WORK REQUIRED
Your task is to print every entry below exactly as given.

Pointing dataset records
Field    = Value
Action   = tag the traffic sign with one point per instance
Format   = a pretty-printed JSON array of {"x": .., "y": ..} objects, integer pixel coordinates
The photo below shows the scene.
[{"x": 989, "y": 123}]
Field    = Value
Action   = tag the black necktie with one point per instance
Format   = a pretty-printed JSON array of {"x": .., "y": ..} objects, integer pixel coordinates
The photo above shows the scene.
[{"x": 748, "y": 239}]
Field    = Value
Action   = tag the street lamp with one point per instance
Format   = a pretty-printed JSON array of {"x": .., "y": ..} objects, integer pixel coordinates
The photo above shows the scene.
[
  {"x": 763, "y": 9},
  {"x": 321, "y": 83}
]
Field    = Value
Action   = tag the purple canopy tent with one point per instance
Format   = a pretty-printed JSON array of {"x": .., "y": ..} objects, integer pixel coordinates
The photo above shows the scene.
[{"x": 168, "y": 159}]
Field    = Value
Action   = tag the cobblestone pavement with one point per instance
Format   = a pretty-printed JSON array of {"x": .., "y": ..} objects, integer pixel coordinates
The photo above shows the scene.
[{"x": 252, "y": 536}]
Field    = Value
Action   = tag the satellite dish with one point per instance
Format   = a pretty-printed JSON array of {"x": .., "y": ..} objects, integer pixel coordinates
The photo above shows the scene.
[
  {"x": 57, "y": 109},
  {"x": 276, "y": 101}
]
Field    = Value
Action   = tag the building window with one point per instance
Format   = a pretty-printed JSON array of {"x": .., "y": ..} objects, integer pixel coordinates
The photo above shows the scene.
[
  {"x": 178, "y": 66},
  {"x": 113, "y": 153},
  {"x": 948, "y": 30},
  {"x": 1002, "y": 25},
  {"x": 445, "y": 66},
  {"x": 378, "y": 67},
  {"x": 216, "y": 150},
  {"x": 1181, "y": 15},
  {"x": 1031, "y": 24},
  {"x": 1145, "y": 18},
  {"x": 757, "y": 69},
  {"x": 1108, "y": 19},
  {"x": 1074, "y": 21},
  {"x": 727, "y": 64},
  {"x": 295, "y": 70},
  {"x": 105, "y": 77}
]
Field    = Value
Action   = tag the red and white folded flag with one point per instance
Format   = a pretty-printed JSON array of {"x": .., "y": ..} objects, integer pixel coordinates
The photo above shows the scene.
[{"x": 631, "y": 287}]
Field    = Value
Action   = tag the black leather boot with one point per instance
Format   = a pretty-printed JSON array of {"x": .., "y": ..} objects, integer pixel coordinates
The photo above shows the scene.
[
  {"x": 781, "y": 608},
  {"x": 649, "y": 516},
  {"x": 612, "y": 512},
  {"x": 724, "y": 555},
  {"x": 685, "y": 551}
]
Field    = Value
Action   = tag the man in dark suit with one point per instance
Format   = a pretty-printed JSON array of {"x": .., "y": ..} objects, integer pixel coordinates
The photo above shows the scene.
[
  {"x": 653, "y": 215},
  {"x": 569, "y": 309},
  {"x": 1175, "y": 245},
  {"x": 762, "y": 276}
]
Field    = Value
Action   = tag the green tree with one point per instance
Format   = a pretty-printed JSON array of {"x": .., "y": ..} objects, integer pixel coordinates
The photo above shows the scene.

THE RESPONSE
Field    = Value
Action   = tag the traffic sign with one point per instance
Format   = a pretty-printed JSON array of {"x": .., "y": ..} objects, integer pixel coordinates
The photo below shows the scene.
[{"x": 989, "y": 123}]
Field    = Value
Action   = tag the black necktie with one point per instance
Format   = a pretty-printed JSON array of {"x": .., "y": ..} objects, integer pixel coordinates
The photo above shows the scene.
[{"x": 748, "y": 239}]
Field    = Value
Action   = tag the street lamp with one point per instance
Format   = a pretty-printed JSON array of {"x": .., "y": ..} objects, integer pixel coordinates
The photo above shows the scene.
[
  {"x": 763, "y": 9},
  {"x": 321, "y": 83}
]
Field    = Value
Action   = tag the purple canopy tent with one point per instance
Format   = a pretty-printed JSON array of {"x": .., "y": ..} objects, integer pixel coordinates
The photo above shows the scene.
[{"x": 168, "y": 159}]
Field    = Value
Action   = tag the cobblestone pavement with one point per instance
Format   = a pretty-printed JSON array of {"x": .., "y": ..} objects, integer pixel coordinates
The photo above shows the scene.
[{"x": 252, "y": 536}]
Field    = Value
Action   = tag the satellite dish with one point per instance
Format   = a pretty-printed JSON array of {"x": .., "y": ..} objects, integer pixel coordinates
The photo above shows the scene.
[
  {"x": 57, "y": 109},
  {"x": 276, "y": 101}
]
Field    = Value
Action   = tag the building window with one point per instance
Format   = a pretty-printed JSON array of {"x": .., "y": ..} objects, integer pixel coordinates
The photo above shows the scene.
[
  {"x": 178, "y": 66},
  {"x": 113, "y": 153},
  {"x": 948, "y": 30},
  {"x": 1002, "y": 25},
  {"x": 445, "y": 66},
  {"x": 378, "y": 67},
  {"x": 216, "y": 150},
  {"x": 1181, "y": 15},
  {"x": 1031, "y": 24},
  {"x": 1145, "y": 18},
  {"x": 757, "y": 69},
  {"x": 1108, "y": 19},
  {"x": 1074, "y": 21},
  {"x": 727, "y": 64},
  {"x": 295, "y": 70},
  {"x": 105, "y": 77}
]
Field    = Value
Action   = tag the red and white folded flag with one point per instance
Format   = a pretty-printed JSON array of {"x": .., "y": ..} objects, integer pixel coordinates
The photo above shows the scene.
[{"x": 631, "y": 287}]
Field    = Value
Action   = tag the black leather boot with one point per instance
Format   = a pretty-printed JSON array of {"x": .., "y": ..} objects, integer pixel coordinates
The photo above shows the scene.
[
  {"x": 781, "y": 608},
  {"x": 649, "y": 516},
  {"x": 612, "y": 512},
  {"x": 724, "y": 555},
  {"x": 685, "y": 551}
]
Field    = Value
Action   = tag the man in dark suit with one point per instance
Format   = a pretty-printed JSON array of {"x": .., "y": ..} objects, integer pixel coordinates
The photo above shows the scene.
[
  {"x": 653, "y": 215},
  {"x": 569, "y": 309},
  {"x": 1175, "y": 245},
  {"x": 762, "y": 276}
]
Field    = Value
Action   = tag the green tree with one point per instance
Format   = a pretty-printed JSON array of {"x": .., "y": ..} objects, integer pixel coordinates
The photo above shows the scene.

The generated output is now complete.